* **Exercise directions**: A word-for-word transcription of the data below is required.

* **Data in this exercise**:
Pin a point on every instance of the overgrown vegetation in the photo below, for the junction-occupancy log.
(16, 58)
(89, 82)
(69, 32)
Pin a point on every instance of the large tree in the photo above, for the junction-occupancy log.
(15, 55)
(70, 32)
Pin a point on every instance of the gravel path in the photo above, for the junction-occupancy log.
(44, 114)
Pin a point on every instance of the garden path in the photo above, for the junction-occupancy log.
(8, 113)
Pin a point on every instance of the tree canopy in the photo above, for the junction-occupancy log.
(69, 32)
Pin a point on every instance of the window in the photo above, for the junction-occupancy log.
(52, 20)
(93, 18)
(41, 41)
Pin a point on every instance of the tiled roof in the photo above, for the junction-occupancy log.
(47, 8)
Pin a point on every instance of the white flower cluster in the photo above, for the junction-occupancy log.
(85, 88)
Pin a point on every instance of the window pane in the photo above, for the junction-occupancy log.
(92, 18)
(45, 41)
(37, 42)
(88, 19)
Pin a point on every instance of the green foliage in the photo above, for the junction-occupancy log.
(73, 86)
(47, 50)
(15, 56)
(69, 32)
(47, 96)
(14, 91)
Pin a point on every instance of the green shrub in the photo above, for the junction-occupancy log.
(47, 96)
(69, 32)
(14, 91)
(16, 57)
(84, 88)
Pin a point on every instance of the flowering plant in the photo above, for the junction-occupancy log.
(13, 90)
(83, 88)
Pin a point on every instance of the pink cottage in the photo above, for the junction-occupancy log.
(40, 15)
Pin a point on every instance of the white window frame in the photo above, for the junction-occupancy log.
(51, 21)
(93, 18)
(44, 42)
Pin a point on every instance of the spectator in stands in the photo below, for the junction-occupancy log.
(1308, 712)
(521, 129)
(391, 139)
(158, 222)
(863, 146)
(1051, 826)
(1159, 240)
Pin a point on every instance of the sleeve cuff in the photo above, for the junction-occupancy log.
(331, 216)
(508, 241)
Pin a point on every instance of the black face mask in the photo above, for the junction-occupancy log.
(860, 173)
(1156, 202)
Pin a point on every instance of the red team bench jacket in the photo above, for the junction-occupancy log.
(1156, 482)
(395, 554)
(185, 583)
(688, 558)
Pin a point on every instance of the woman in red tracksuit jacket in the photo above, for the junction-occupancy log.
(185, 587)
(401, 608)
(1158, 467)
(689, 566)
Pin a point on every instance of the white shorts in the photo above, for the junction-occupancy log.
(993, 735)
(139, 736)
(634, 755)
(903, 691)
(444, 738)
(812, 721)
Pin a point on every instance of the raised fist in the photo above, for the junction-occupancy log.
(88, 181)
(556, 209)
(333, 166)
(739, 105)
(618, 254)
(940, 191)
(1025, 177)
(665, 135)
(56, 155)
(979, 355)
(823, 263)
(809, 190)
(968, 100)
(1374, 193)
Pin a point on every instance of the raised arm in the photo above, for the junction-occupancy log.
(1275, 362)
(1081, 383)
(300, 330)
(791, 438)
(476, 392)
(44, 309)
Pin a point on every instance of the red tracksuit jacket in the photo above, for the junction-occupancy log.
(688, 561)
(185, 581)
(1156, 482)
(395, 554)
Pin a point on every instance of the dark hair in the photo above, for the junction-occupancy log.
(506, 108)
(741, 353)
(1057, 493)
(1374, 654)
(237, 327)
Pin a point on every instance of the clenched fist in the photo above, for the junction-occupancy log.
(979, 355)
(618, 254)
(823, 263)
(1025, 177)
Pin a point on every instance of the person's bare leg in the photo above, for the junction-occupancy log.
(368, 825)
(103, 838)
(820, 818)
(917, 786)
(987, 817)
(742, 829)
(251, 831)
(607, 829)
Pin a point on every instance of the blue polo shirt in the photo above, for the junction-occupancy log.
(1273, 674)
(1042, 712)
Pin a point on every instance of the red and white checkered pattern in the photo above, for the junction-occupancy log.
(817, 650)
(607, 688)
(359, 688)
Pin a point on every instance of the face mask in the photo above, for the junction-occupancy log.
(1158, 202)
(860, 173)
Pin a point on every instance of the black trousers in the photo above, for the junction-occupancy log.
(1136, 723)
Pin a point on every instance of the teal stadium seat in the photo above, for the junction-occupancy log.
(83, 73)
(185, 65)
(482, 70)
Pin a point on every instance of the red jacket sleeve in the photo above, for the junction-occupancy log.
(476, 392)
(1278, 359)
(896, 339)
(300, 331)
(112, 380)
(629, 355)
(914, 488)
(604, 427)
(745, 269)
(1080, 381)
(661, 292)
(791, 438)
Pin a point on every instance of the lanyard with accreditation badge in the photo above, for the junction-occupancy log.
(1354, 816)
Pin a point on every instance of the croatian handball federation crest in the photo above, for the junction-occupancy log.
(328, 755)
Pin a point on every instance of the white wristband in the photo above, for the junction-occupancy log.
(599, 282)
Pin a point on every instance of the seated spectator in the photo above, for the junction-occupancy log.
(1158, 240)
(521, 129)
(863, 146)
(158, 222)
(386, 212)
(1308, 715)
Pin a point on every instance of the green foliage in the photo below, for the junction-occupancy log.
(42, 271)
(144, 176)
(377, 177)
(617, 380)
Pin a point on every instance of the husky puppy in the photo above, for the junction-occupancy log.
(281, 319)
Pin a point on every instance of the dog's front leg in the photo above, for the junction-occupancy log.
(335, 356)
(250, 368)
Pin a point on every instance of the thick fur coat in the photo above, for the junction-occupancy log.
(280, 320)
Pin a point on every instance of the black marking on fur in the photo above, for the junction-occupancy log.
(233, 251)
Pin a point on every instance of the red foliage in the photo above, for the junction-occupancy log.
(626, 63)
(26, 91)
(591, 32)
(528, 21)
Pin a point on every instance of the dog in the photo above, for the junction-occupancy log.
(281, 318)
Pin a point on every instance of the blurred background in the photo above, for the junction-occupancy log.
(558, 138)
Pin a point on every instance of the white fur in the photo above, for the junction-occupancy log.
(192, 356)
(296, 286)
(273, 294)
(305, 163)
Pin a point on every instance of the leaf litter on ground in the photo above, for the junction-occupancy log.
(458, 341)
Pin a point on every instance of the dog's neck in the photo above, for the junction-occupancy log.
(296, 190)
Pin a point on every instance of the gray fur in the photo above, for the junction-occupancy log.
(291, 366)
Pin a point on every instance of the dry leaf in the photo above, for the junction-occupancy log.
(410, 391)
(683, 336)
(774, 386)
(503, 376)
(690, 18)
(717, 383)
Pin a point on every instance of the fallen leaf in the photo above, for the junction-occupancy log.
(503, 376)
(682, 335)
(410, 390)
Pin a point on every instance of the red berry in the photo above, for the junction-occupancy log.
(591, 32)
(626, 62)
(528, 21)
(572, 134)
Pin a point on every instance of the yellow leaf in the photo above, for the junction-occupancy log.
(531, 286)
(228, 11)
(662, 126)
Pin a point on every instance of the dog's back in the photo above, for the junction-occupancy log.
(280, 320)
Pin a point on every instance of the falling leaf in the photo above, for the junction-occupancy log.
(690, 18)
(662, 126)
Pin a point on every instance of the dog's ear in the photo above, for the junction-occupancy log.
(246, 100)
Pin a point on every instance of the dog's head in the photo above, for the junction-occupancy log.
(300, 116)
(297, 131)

* **Exercise answer**:
Pin a point on every instance of the overgrown vegetation in the photo below, for the junction-occupancy log.
(16, 58)
(89, 82)
(69, 32)
Pin a point on every instance of the large tree in the photo above, for the junction-occupancy log.
(15, 55)
(70, 32)
Pin a point on every instance of the gravel path in the photo above, for the junction-occupancy log.
(44, 114)
Pin a point on every instance of the garden path in the photo above, for the junction-occupancy log.
(8, 113)
Pin a point on every instance of the tree canopy in the photo above, for the junction-occupancy log.
(69, 32)
Pin a point on every instance of the window in the photo above, for the junction-occupancy log.
(52, 20)
(93, 18)
(41, 41)
Pin a point on every instance of the tiled roof in the photo above, for the junction-occupancy log.
(47, 8)
Pin a point on every instance of the white flower cluster in the photo above, for the junction-occupancy log.
(85, 88)
Pin a point on every instance of the window pane in the photo above, for the junction-occupancy log.
(92, 18)
(45, 41)
(37, 42)
(88, 19)
Pin a point on every instance of the green foliage in the photo above, for the junction-occupancy log.
(73, 86)
(47, 50)
(15, 56)
(69, 32)
(47, 96)
(14, 91)
Pin a point on every instance of the green shrub in the photo above, for the junction-occupancy log.
(47, 96)
(69, 32)
(14, 91)
(16, 57)
(84, 88)
Pin a point on every instance of the flowering plant in the photo above, for the junction-occupancy log.
(13, 90)
(83, 88)
Pin a point on every instance of the pink cottage in the photo above, for the junction-occupancy log.
(40, 15)
Pin a point on every instance of the white window frame in the photo above, for the junction-occupancy log.
(51, 21)
(93, 18)
(44, 42)
Pin a point on every instance of the spectator in stands in the photo below, for the junction-occupancy log.
(1308, 712)
(521, 129)
(391, 139)
(158, 222)
(863, 146)
(1051, 826)
(1159, 240)
Pin a point on every instance of the sleeve cuff in the photo above, for the junction-occupancy log.
(331, 216)
(508, 241)
Pin a point on every instance of the black face mask in the photo above, for the junction-occupancy log.
(860, 173)
(1156, 202)
Pin a point on every instance of the red team bench jacket in the photo above, for the junction-occupancy log.
(1156, 482)
(395, 554)
(185, 583)
(688, 558)
Pin a point on every instance of the woman in red tracksuit jacket in the photo above, for the junction-occupancy log.
(185, 587)
(401, 608)
(1158, 467)
(689, 566)
Pin a point on every instance of the white shorts in the photo above, for the junction-occupancy log.
(993, 735)
(139, 736)
(634, 755)
(903, 691)
(444, 738)
(812, 721)
Pin a point on every instance of the raised fist in the photo above, for the junction-occupancy log.
(88, 181)
(556, 209)
(333, 166)
(739, 105)
(618, 254)
(940, 191)
(1025, 177)
(665, 135)
(56, 155)
(979, 355)
(823, 263)
(809, 190)
(968, 100)
(1374, 193)
Pin a point on every instance of the raised arm in the photo above, for the junction-occupancy log.
(1275, 362)
(1081, 383)
(300, 330)
(791, 438)
(476, 392)
(44, 309)
Pin a point on every instance of the red tracksuit jacket in the photo above, for the junction-occupancy log.
(688, 561)
(185, 581)
(1156, 482)
(395, 554)
Pin a point on every instance of the dark hair in the photo above, for the junction-occupancy log.
(506, 108)
(741, 353)
(1057, 493)
(1374, 654)
(237, 327)
Pin a point on every instance of the clenched fist in the photo above, for the junction-occupancy log.
(979, 355)
(618, 254)
(823, 263)
(1025, 177)
Pin a point on every instance of the person's bare leg in the photo above, for the junction-occupancy log.
(368, 825)
(103, 838)
(820, 818)
(917, 786)
(987, 817)
(742, 829)
(251, 831)
(607, 829)
Pin a point on every instance of the blue polo shirt in the photo above, for the junction-occupancy log.
(1273, 674)
(1042, 712)
Pin a point on every instance of the red and white checkered pattern in the photo above, for the junction-occupancy log.
(817, 650)
(607, 688)
(359, 688)
Pin a point on every instance of the face mask in the photo above, for the junction-occupancy log.
(1158, 202)
(860, 173)
Pin a point on every instance of the black trousers in the photo above, for the junction-occupancy log.
(1136, 723)
Pin a point on every instance of the teal stadium seat in the photo above, for the junction-occupancy log.
(83, 73)
(185, 65)
(482, 70)
Pin a point on every instance of the red jacket sleeve in the photo above, for the junction-occupancy log.
(476, 392)
(1278, 359)
(896, 339)
(300, 331)
(112, 380)
(629, 355)
(914, 488)
(604, 427)
(745, 269)
(1080, 381)
(661, 292)
(791, 438)
Pin a point on every instance of the lanyard with accreditation badge in the photo above, for the junction-occupancy log.
(1354, 816)
Pin a point on every instance of the croatian handball federation crest in the photo above, for the junction-occupancy log.
(328, 755)
Pin a point on every instance of the white wristband in the photo above, for the junction-occupancy log.
(599, 282)
Pin a point on every instance of the seated spectator in the photo above, for the junction-occupancy log.
(1158, 240)
(521, 129)
(863, 146)
(158, 222)
(386, 212)
(1308, 715)
Pin a point on every instance of the green foliage in the photo below, for the junction-occupancy log.
(42, 271)
(144, 176)
(377, 177)
(617, 380)
Pin a point on every instance of the husky puppy in the photo above, for the junction-occupancy log.
(281, 319)
Pin a point on every instance of the dog's front leg in the photo above, for the junction-occupancy log.
(335, 356)
(250, 368)
Pin a point on every instance of the thick fur coat in the photo above, for the junction-occupancy log.
(280, 320)
Pin a point on every instance of the black marking on fur in the photo above, for the junction-occupancy log.
(233, 251)
Pin a point on every instance of the red foliage in the photo above, for the junction-occupancy log.
(626, 63)
(26, 91)
(591, 32)
(528, 21)
Pin a point on every instance of the dog in the photo above, for the junction-occupancy log.
(281, 318)
Pin a point on every instance of the blurred background in the photo above, for the junction-occupancy log.
(558, 138)
Pin a point on every instance of the white fur in the photo above, for the junction-occupancy log.
(192, 356)
(296, 286)
(273, 294)
(305, 163)
Pin a point on every instance of the leaf litter on ground in the photo above, for the junction-occupancy log.
(458, 341)
Pin a point on every instance of the dog's neck in the photo above, for the junction-occupancy log.
(296, 190)
Pin a point on every instance of the gray fur in the photo above, for the junction-occupancy log.
(291, 366)
Pin a point on every instance of the dry leaf in the photo above, for the junction-occupancy log.
(410, 391)
(683, 336)
(774, 386)
(503, 376)
(690, 18)
(717, 383)
Pin a point on every instance of the fallen leaf in the photo above, for the junction-occupancy log.
(503, 376)
(682, 335)
(410, 390)
Pin a point on every instance of the red berry in the photo above, for the junction-occupancy log.
(591, 32)
(626, 62)
(528, 21)
(572, 134)
Pin a point on every instance of the yellow leaf in the photo above, for the junction-occupancy log.
(531, 286)
(228, 11)
(662, 126)
Pin a point on every instance of the dog's back in the photo above, for the junction-occupancy log.
(280, 320)
Pin a point on every instance of the falling leaf in the photo above, for the junction-occupancy log.
(690, 18)
(662, 126)
Pin a point on every instance of the dog's ear in the photo above, for the junction-occupancy log.
(246, 100)
Pin a point on every instance of the dog's head in the photo above, for the junction-occupancy log.
(300, 116)
(297, 131)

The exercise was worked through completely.